◆ Challenge
Copy out everything in the listing below, starting at the line containing "of the potted" and continuing down through the line containing "column 1171, row 641", both lines included. Output only those lines, unchanged.

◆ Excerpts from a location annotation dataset

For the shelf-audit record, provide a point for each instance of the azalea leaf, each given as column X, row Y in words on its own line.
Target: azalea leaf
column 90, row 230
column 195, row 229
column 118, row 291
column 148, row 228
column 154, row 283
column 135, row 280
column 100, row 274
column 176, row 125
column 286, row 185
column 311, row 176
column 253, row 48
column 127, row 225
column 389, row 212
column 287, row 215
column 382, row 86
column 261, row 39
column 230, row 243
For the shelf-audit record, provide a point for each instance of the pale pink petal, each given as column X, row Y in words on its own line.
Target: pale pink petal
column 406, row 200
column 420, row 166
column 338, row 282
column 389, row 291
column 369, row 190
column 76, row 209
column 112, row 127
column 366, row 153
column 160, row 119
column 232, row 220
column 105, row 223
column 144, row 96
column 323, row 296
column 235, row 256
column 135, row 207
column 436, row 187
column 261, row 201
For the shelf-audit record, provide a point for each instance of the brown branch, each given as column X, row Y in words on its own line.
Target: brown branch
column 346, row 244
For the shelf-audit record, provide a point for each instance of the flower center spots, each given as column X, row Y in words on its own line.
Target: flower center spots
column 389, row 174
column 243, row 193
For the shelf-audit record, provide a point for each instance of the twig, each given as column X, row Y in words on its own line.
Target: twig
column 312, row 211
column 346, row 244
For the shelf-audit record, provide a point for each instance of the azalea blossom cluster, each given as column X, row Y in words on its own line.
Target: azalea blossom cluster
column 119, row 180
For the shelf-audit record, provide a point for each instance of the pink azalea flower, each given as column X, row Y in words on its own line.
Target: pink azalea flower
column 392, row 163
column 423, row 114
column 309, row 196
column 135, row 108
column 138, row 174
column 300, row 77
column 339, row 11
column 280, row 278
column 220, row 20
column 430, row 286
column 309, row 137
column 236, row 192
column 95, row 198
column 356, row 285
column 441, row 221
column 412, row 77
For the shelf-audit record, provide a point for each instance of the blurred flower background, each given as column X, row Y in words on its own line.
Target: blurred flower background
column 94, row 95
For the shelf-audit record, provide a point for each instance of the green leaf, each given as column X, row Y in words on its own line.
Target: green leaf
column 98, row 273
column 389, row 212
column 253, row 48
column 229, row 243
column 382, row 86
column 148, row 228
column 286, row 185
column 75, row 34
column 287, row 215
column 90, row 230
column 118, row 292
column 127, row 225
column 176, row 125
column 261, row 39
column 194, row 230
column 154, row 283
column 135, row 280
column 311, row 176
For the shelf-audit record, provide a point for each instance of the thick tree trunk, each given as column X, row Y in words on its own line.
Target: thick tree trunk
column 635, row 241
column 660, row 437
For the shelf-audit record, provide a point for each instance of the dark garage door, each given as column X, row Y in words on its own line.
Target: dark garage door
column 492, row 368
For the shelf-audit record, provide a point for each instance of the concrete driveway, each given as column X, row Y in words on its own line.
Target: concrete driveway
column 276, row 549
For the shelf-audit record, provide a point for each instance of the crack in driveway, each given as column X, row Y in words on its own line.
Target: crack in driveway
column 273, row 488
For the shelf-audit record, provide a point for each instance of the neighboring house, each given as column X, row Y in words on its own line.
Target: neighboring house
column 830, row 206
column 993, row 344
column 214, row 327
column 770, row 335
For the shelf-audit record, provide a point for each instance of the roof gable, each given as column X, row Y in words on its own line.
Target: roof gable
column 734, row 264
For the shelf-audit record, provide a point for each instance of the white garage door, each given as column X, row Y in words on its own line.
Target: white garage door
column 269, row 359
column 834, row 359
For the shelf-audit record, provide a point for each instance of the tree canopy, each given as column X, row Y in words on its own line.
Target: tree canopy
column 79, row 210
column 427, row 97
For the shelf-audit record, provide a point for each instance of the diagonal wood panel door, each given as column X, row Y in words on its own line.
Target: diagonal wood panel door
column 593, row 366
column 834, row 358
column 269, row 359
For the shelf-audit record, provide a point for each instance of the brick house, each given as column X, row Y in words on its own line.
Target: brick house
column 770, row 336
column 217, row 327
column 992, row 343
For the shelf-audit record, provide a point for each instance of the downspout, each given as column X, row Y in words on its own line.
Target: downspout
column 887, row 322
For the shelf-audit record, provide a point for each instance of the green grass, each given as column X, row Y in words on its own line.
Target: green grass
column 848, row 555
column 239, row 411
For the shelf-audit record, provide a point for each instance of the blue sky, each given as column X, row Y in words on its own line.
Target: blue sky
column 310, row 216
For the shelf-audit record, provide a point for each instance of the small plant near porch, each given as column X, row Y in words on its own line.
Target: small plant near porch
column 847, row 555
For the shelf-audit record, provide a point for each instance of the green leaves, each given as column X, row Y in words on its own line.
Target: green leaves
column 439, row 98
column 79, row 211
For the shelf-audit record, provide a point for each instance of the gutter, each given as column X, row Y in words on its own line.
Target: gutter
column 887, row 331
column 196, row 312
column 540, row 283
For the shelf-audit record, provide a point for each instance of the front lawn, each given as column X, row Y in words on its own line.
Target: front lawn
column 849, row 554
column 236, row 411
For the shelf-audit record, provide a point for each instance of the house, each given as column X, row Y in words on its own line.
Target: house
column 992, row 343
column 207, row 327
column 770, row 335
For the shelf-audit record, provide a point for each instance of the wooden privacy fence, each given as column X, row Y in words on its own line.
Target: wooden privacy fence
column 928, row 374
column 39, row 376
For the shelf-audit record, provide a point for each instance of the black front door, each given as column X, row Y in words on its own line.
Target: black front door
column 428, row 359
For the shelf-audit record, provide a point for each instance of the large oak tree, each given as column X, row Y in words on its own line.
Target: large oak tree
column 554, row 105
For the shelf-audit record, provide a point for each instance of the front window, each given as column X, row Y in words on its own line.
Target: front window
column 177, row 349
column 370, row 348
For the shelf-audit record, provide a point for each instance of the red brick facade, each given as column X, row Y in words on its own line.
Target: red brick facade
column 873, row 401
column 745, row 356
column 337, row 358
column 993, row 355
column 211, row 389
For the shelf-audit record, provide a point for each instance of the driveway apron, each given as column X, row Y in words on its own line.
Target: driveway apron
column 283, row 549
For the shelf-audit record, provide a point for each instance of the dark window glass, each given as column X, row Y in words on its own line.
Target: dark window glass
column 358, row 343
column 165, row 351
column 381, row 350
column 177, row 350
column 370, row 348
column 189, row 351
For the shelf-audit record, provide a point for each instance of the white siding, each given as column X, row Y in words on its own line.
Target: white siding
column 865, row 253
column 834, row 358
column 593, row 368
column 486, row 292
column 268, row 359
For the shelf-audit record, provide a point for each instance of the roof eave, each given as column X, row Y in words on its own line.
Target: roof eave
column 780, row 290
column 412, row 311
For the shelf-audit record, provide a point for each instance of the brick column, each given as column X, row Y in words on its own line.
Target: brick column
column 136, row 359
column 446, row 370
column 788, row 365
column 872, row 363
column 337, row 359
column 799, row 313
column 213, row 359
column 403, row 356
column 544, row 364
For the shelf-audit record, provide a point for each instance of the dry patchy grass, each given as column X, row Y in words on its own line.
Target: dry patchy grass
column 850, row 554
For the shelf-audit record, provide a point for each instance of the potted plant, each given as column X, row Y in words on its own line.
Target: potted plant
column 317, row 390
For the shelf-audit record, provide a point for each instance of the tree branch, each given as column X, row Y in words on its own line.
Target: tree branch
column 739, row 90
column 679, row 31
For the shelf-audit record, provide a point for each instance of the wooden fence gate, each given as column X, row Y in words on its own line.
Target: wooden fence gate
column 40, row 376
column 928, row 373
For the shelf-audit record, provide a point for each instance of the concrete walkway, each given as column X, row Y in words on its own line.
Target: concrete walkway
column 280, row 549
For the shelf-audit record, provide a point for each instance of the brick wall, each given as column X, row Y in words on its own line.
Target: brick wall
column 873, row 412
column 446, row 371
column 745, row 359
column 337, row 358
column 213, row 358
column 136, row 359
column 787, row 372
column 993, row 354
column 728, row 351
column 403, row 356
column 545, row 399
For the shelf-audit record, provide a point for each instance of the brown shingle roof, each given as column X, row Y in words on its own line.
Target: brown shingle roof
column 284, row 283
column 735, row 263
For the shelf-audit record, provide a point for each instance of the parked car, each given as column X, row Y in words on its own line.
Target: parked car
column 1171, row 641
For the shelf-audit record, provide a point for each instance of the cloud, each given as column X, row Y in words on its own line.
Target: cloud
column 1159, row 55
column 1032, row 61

◆ Full solution
For the shelf-audit record, provide a point for each instance of the potted plant, each given as column X, row Y in words on its own line.
Target: potted plant
column 317, row 390
For the shelf-audit record, provide a point for each instance of the tree branch, each given as column X, row Y in words on its own line.
Target: tree branch
column 739, row 90
column 679, row 31
For the shelf-audit record, provide a point for each instance of the wooden fence gate, each given as column X, row Y in words on its own line.
Target: wooden fence gate
column 40, row 376
column 928, row 373
For the shelf-audit record, provide a point for each instance of the concrete walkway, each given as column X, row Y in words on its own line.
Target: concrete walkway
column 280, row 549
For the shelf-audit record, provide a point for each instance of the brick wall, each given as column X, row Y in words on its own line.
Target: brick wall
column 873, row 412
column 446, row 371
column 745, row 359
column 337, row 358
column 213, row 358
column 136, row 359
column 787, row 372
column 993, row 354
column 728, row 351
column 403, row 356
column 545, row 399
For the shelf-audit record, provide a point for each instance of the brown shingle roof, each given as column X, row Y in words on its own line.
Target: brown shingle roof
column 284, row 283
column 735, row 263
For the shelf-audit record, provide a point for each instance of the parked car, each given as column X, row Y in words on its own line.
Target: parked car
column 1171, row 641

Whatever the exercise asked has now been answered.